§ **EXERCISE PROMPT**:
In the hepatitis C screening abstract, what share of the 6,906 patients went unscreened?

§ **PAGE EXTRACT**:
☆ ☆ ☆ ☆
Preventive Medicine Reports (Dec 2022)
Patient characteristics and neighborhood attributes associated with hepatitis C screening and positivity in Philadelphia
Abstract
Among patients of an urban primary care network in Philadelphia with a universal hepatitis C virus (HCV) screening policy for patients born during 1945–1965, we examined whether being unscreened and HCV positivity were associated with attributes of the census tracts where patients resided, which we considered as proxies for social health determinants. For patients with at least one clinic visit between 2014 and mid-2017, we linked demographic and HCV screening information from electronic health records with metrics that described the census tracts where patients resided. We used generalized estimating equations to estimate adjusted relative risk ratios (aRRs) for being unscreened and HCV positive. Overall, 28% of 6,906 patients were unscreened. Black race, male gender, and residence in census tracts with relatively high levels of violent crime, low levels of educational attainment and household incomes, and evidence of residential segregation by Hispanic ethnicity were associated with lower aRRs for being unscreened. Among screened patients, 9% were HCV positive. Factors associated with lower risks of being unscreened were, in general, associated with higher HCV positivity. Attributes of census tracts where patients reside are probably less apparent to clinicians than patients’ gender or race but might reflect unmeasured patient characteristics that affected screening practices, along with preconceptions regarding the likelihood of HCV infection based on prior screening observations or implicit biases. Approaching complete detection of HCV-infected people would be hastened by focusing on residents of census tracts with attributes associated with higher infection levels or, if known, higher infection levels directly.
☆ ☆ ☆ ☆
(Stored items from a collection)

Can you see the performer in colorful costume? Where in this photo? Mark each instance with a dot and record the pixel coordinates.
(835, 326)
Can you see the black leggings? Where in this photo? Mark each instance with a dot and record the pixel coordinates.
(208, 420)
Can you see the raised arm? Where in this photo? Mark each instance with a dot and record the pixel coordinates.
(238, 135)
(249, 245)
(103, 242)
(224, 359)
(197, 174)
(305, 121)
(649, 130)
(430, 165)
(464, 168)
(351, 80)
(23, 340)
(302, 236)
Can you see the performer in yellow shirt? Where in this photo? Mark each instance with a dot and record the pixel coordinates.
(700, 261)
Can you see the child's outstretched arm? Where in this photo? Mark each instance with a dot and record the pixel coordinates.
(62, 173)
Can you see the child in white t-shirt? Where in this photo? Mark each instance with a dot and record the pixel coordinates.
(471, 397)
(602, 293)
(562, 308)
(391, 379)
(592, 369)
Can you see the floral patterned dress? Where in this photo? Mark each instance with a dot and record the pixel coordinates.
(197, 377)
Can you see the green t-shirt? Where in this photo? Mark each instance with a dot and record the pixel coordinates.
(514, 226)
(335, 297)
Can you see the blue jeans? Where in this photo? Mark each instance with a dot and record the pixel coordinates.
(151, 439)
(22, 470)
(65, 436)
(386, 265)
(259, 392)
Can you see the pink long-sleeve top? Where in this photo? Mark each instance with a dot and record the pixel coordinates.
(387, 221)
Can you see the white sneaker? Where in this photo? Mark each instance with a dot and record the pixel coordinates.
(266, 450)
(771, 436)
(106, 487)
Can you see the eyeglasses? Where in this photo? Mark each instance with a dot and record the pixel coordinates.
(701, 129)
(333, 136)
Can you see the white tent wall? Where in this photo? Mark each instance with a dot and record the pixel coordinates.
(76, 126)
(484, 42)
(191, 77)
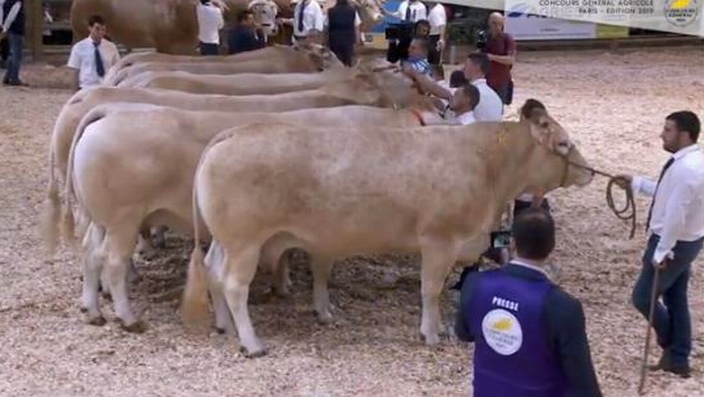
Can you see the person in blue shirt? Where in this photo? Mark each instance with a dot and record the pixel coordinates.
(529, 335)
(245, 36)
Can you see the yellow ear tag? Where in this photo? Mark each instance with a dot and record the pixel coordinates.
(502, 134)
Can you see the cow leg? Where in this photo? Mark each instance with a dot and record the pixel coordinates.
(120, 243)
(92, 265)
(215, 262)
(241, 265)
(321, 267)
(438, 258)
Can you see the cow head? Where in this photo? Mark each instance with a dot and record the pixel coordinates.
(559, 161)
(265, 12)
(321, 57)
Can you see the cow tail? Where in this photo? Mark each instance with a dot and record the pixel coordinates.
(69, 223)
(194, 305)
(52, 208)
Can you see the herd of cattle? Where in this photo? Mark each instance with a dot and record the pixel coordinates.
(276, 149)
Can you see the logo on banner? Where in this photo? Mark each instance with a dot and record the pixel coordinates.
(681, 12)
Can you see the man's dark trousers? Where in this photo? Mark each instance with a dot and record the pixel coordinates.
(12, 75)
(671, 321)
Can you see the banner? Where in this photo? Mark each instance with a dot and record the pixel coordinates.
(525, 26)
(675, 16)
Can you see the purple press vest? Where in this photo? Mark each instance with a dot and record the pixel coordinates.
(512, 358)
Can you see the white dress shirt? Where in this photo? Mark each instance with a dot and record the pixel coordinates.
(437, 18)
(466, 118)
(490, 106)
(313, 18)
(210, 21)
(11, 16)
(418, 11)
(82, 57)
(678, 210)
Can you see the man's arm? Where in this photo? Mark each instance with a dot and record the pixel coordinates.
(675, 215)
(426, 84)
(11, 16)
(567, 327)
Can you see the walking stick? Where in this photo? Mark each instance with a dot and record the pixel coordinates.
(653, 298)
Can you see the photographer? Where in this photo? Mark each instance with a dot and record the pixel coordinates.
(500, 47)
(550, 357)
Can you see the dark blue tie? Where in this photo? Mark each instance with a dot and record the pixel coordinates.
(98, 61)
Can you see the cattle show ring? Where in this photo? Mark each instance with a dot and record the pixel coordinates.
(275, 223)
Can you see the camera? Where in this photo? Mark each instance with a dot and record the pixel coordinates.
(481, 39)
(500, 239)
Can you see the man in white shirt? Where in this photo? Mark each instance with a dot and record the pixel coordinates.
(437, 18)
(412, 11)
(308, 21)
(92, 56)
(210, 21)
(490, 106)
(676, 223)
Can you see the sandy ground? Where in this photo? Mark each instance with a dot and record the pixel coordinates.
(613, 104)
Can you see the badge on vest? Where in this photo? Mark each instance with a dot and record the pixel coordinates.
(502, 332)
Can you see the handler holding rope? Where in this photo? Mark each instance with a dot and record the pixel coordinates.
(676, 222)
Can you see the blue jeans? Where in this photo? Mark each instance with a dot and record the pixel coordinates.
(671, 319)
(12, 75)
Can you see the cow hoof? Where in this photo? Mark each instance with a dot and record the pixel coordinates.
(325, 318)
(138, 327)
(431, 340)
(253, 353)
(98, 321)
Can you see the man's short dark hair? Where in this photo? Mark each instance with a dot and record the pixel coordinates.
(472, 93)
(243, 15)
(534, 234)
(480, 59)
(95, 19)
(458, 79)
(686, 121)
(531, 106)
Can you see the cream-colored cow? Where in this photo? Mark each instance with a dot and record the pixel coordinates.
(361, 89)
(339, 191)
(132, 167)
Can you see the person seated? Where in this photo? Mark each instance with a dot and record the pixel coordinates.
(245, 36)
(418, 57)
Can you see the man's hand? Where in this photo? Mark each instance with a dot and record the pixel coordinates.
(623, 181)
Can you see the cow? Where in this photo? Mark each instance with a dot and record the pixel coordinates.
(274, 54)
(315, 62)
(339, 191)
(171, 26)
(237, 84)
(149, 154)
(361, 88)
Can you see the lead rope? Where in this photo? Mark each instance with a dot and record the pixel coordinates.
(628, 212)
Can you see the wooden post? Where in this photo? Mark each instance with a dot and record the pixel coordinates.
(35, 22)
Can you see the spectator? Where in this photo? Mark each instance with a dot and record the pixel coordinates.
(530, 336)
(436, 41)
(343, 30)
(210, 21)
(308, 21)
(245, 36)
(501, 51)
(92, 56)
(418, 57)
(13, 27)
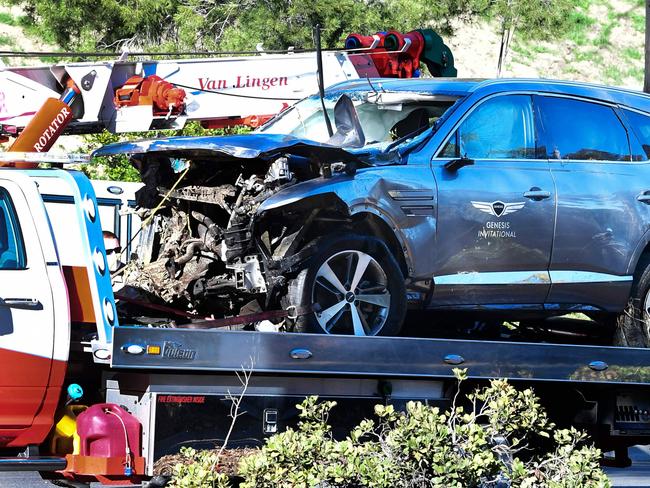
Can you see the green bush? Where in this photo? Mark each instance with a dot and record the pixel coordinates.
(504, 437)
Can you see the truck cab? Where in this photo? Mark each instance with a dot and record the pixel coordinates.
(46, 284)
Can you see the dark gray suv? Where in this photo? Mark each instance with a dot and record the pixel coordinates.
(516, 197)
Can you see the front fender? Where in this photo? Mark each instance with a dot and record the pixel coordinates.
(369, 191)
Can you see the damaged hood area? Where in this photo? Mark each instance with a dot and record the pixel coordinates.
(257, 146)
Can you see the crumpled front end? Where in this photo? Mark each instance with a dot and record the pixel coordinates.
(201, 250)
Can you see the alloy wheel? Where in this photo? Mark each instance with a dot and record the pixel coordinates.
(350, 294)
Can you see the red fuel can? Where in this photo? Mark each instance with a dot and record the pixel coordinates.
(103, 431)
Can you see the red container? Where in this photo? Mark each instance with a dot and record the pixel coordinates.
(101, 430)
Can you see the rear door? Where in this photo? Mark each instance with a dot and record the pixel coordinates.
(27, 316)
(602, 214)
(495, 217)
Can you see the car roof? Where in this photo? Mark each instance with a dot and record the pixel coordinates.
(463, 87)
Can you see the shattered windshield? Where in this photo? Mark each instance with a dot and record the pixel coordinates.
(384, 116)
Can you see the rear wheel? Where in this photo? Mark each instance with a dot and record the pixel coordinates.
(355, 287)
(633, 324)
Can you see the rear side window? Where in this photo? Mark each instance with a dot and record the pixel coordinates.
(502, 127)
(641, 126)
(12, 251)
(582, 130)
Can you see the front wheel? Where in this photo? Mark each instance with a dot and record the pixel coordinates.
(354, 286)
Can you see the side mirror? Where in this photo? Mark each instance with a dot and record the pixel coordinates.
(349, 132)
(455, 164)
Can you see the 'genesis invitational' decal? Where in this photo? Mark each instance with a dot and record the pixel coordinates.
(499, 229)
(498, 209)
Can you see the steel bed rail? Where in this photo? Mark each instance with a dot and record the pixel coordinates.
(285, 353)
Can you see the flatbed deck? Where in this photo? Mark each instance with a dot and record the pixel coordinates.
(403, 357)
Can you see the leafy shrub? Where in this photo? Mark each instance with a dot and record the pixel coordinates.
(200, 471)
(503, 439)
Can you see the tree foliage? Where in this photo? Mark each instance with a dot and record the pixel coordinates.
(240, 25)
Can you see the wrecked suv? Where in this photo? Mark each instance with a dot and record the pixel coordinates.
(519, 198)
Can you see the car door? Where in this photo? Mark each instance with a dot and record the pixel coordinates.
(602, 214)
(495, 217)
(26, 312)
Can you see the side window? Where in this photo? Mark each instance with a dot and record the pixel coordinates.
(582, 130)
(12, 251)
(502, 127)
(641, 126)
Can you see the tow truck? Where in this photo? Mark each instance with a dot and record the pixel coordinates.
(151, 390)
(169, 387)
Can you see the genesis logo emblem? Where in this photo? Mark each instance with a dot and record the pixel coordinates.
(498, 209)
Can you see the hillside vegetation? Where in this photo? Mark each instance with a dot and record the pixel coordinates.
(602, 43)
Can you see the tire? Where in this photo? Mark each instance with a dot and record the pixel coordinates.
(376, 305)
(633, 324)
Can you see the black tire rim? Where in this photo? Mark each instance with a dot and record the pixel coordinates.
(350, 294)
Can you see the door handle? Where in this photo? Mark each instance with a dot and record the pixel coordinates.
(537, 194)
(21, 303)
(644, 197)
☆ ☆ ☆ ☆
§ **EXPECTED OUTPUT**:
28%